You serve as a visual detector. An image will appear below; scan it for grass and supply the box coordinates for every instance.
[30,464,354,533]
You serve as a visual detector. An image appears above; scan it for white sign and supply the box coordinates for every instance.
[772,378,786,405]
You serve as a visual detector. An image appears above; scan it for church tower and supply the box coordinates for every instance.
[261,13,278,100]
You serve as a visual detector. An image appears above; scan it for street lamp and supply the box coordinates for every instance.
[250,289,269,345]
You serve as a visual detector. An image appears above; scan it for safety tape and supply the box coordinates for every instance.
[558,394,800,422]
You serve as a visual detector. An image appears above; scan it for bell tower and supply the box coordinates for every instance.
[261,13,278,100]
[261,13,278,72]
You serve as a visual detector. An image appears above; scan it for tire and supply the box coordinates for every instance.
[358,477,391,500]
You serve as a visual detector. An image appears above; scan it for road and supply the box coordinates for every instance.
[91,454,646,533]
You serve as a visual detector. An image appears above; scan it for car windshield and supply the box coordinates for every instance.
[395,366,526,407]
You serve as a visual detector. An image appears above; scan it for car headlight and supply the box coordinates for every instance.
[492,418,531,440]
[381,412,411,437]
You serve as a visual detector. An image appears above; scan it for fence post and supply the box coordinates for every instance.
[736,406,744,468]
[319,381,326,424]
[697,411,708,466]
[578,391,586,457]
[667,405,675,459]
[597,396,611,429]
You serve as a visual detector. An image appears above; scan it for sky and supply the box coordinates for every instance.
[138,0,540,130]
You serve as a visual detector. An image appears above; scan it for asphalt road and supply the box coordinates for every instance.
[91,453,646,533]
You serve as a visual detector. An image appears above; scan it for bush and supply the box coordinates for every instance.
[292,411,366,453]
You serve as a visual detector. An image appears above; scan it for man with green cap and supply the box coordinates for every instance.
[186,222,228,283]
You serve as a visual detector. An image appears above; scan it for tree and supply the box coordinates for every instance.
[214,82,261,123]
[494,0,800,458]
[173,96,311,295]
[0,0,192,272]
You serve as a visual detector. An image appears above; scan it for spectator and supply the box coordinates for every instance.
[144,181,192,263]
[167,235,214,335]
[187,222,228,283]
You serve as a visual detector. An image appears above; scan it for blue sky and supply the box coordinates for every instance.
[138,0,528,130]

Exercise:
Shift every bounding-box coordinate in the answers by -106. Write out the data again, requests included, from its first line up to and including the line with "[30,464,354,533]".

Complete answer:
You serve as a visual detector. An image will appear below; scan it for grass and supply the box coordinates for every instance.
[-76,358,248,427]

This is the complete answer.